TAREFAS:
a - Copie fielmente a parte do texto sobre ensino de língua portuguesa que vai de "Quando se defende" até "produzidos por ele.".
b - Liste as práticas de linguagem dos PCNs que o texto sobre ensino de língua portuguesa apresenta.
c - Dê continuidade ao texto sobre ensino de língua portuguesa a partir da última frase apresentada.

TRECHO DO DOCUMENTO:
* * *

Quando se defende uma abordagem textual, entra em questão o uso de textos como unidade de ensino, e não como mero pretexto para usos gramaticais. O texto como unidade de ensino pressupõe um trabalho que congregue as três práticas de linguagem apresentadas nos PCNs: práticas de leitura de textos orais/escritos, prática de produção de textos orais/escritos, pratica de análise linguística. Somente relacionando uso-reflexão-uso é possível pensar um ensino de língua portuguesa produtivo, em que o aluno passe da condião de aprendiz passivo para a de alguém que constrói seu próprio conhecimento – com a ajuda do professor- por observar o funcionamento da estrutura da língua nos mais diversos gêneros textuais, lidos e produzidos por ele.

 

TEXTO, COESÃO E COERÊNCIA                         

 

                                         

O texto é elemento de interação, marcado pela coesão entre seus elementos e pela sua coerência interna/externa. O texto é “qualquer expressão de um conjunto linguístico num ato de comunicação... tematicamente orientado e preenchendo uma função comunicativa reconhecível.

Coesão e coerência estão intimamente ligadas, pois dependem do conhecimento de mundo do leitor e da sua capacidade de decifrar as ligações existentes entre os componentes linguísticos. A coerência está na relação entre o texto e o leitor em uma significação de leitura. Coesão e coerência inter-relacionam-se, e a capacidade textual do leitor faz com que ele consiga observar essas relações no texto, possibilitando sua compreensão/interpretação. Formamos leitores quando mostramos como os elementos presentes no texto colaboram para a construção de sentido.

* * *

DADOS FORNECIDOS:

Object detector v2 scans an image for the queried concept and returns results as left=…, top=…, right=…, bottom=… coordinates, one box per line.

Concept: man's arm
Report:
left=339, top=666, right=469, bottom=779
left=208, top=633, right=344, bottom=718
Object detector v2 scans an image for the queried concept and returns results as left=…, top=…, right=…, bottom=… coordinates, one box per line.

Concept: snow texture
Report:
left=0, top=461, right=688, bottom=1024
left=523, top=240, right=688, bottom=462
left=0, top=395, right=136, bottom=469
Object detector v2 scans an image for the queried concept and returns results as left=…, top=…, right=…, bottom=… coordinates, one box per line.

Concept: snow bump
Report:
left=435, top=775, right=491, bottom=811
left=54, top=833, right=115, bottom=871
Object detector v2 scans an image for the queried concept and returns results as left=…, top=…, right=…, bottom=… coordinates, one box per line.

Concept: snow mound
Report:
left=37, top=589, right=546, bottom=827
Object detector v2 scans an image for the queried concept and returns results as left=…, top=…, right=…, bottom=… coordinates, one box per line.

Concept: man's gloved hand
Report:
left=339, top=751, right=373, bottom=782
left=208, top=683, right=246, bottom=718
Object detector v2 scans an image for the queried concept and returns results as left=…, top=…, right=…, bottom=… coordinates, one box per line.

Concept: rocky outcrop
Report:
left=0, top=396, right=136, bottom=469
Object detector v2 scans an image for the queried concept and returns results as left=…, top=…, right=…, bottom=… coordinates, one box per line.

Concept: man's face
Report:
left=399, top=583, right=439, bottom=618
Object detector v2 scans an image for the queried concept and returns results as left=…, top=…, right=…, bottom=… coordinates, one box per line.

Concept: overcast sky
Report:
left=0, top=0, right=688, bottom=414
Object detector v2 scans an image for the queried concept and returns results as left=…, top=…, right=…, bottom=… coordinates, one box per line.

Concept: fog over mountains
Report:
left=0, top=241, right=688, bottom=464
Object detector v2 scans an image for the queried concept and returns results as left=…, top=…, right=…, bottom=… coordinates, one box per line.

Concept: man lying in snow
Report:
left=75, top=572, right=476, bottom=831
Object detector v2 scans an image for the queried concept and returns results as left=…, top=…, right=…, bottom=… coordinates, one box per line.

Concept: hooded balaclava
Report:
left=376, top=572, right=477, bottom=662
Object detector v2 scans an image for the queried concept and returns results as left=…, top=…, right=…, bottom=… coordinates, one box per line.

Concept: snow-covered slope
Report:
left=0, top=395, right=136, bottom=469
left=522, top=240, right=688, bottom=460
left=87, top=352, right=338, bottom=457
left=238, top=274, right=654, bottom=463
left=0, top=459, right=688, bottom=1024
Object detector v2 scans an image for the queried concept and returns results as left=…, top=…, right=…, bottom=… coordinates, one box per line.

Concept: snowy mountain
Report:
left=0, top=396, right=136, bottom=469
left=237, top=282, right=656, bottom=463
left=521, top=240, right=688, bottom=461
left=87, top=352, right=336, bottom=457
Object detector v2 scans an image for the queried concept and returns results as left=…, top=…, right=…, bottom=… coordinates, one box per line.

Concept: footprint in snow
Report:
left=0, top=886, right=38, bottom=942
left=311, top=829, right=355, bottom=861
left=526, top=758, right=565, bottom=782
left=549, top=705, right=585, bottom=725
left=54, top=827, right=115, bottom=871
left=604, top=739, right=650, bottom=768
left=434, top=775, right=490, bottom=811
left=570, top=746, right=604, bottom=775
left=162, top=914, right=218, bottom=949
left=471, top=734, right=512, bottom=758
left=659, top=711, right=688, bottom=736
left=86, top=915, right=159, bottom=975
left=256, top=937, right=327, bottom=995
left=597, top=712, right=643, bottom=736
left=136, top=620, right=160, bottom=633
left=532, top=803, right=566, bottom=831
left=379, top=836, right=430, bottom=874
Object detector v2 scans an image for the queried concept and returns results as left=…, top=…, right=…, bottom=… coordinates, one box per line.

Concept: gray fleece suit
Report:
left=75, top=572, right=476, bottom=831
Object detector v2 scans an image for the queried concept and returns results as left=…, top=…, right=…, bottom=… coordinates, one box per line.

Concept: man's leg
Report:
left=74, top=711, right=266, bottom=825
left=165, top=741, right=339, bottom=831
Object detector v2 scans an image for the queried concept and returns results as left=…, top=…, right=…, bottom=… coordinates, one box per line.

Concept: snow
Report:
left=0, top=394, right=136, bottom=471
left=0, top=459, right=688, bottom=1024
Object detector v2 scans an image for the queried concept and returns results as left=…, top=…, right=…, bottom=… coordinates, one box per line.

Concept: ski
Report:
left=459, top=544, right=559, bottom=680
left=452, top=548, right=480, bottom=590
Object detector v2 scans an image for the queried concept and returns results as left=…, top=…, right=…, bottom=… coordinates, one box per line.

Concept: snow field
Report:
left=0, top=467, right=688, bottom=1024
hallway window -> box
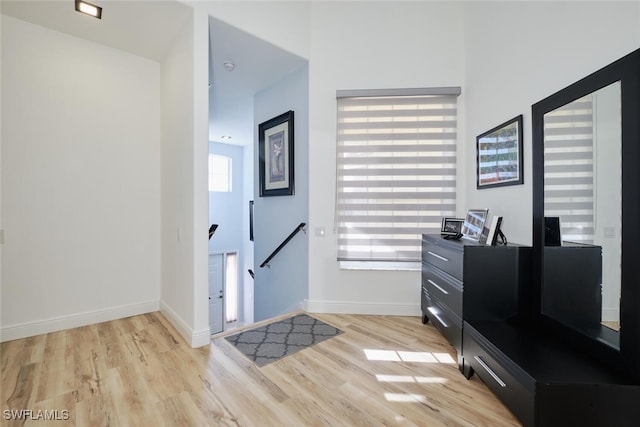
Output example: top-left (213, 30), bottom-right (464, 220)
top-left (224, 252), bottom-right (238, 323)
top-left (209, 154), bottom-right (232, 193)
top-left (336, 87), bottom-right (460, 269)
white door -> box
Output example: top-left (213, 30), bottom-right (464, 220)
top-left (209, 254), bottom-right (224, 334)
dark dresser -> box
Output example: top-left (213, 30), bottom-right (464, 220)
top-left (421, 234), bottom-right (530, 371)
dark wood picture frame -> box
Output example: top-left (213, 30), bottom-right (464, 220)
top-left (476, 114), bottom-right (524, 189)
top-left (258, 111), bottom-right (295, 197)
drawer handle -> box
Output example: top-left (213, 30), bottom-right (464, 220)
top-left (427, 279), bottom-right (449, 295)
top-left (427, 251), bottom-right (449, 262)
top-left (473, 356), bottom-right (507, 387)
top-left (427, 307), bottom-right (449, 328)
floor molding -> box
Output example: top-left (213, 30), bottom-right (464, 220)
top-left (0, 301), bottom-right (160, 342)
top-left (160, 301), bottom-right (211, 348)
top-left (305, 300), bottom-right (421, 316)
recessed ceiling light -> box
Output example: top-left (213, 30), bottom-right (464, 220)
top-left (76, 0), bottom-right (102, 19)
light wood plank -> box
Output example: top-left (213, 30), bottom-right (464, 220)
top-left (0, 313), bottom-right (520, 427)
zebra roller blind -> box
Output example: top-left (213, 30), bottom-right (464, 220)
top-left (544, 95), bottom-right (594, 243)
top-left (336, 88), bottom-right (460, 262)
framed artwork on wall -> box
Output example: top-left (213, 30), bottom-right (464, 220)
top-left (462, 209), bottom-right (489, 242)
top-left (476, 114), bottom-right (524, 189)
top-left (258, 111), bottom-right (294, 197)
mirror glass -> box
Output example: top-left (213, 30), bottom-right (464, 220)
top-left (542, 81), bottom-right (622, 347)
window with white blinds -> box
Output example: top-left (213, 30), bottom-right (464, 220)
top-left (336, 88), bottom-right (460, 263)
top-left (544, 95), bottom-right (595, 243)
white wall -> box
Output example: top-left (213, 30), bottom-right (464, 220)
top-left (461, 2), bottom-right (640, 244)
top-left (308, 2), bottom-right (465, 315)
top-left (0, 15), bottom-right (160, 340)
top-left (160, 6), bottom-right (209, 347)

* * *

RESPOSTAS POR TAREFA:
a -
Quando se defende uma abordagem textual, entra em questão o uso de textos como unidade de ensino, e não como mero pretexto para usos gramaticais. O texto como unidade de ensino pressupõe um trabalho que congregue as três práticas de linguagem apresentadas nos PCNs: práticas de leitura de textos orais/escritos, prática de produção de textos orais/escritos, pratica de análise linguística. Somente relacionando uso-reflexão-uso é possível pensar um ensino de língua portuguesa produtivo, em que o aluno passe da condião de aprendiz passivo para a de alguém que constrói seu próprio conhecimento – com a ajuda do professor- por observar o funcionamento da estrutura da língua nos mais diversos gêneros textuais, lidos e produzidos por ele.

b -
- Leitura de textos orais/escritos
- Produção de textos orais/escritos
- Análise linguística

c -
Texto 1: Passaram os dois

Chile perde para a Espanha, termina em segundo e será o rival do Brasil. Time de Bielsa  foi ousado, mas apresentou erros fatais.

 

                O Chile foi derrotado por 2 a 1 pela Espanha. Perdeu a liderança do Grupo H para o rival , mas foi beneficiado pelo empate da Suiça em Honduras. Avançou em segundo lugar e será o rival da Seleção Brasileira nas oitavas de final da Copa do Mundo.

            Resta saber qual a estratégia que os Locos de Bielsa terão contra os brasileiros. Afinal, eles são capazes de tudo. Nas duas primeiras rodadas se lançaram ao ataque e venceram sem discussão Honduras e Suiça. Ontem encarando uma Espanha, que pela primeira vez teve seus quatro ases desde o início (Xavi, Iniesta, Villa e Torres), trataram de sufocar o rival , mesmo só precisando do empate para avançar sem tomar conhecimento do jogo suíço.

           Mas apesar de toda sua estratégia ousada – desta vez cinco jogadores focados no ataque -, o Chile mostrou deficiências que foram fatais e que devem ser bem observadas por Dunga e pela comissão da Seleção.

            Uma delas: a marcação é muito viril e isso ocasiona um caminhão de cartões. Tanto que o time tinha oito pendurados ontem. E antes dos vinte minutos, Medel, Ponce e Estrada estavam amarelados. Aliás, o Chile foi a única seleção que fez 20 ou mais faltas em todos os seus jogos.

            Mais: o frenético toque de bola gera erros de passes que geram contra-ataques. Foi assim aos 24. Valvídia errou, a Fúria ligou o contra-ataque para Fernando Torres pela esquerda, com apenas um na marcação. Isso fez o goleiro Bravo sair atabalhoadamente para a dividida que sobrou para Villa chutar da intermediária, de primeira, num lance de beleza e precisão. [...]

(Fonte: VIEIRA, Carlos Alberto. Passaram os dois. Lance, Rio de janeiro, 26 jun. 2010, p.20.)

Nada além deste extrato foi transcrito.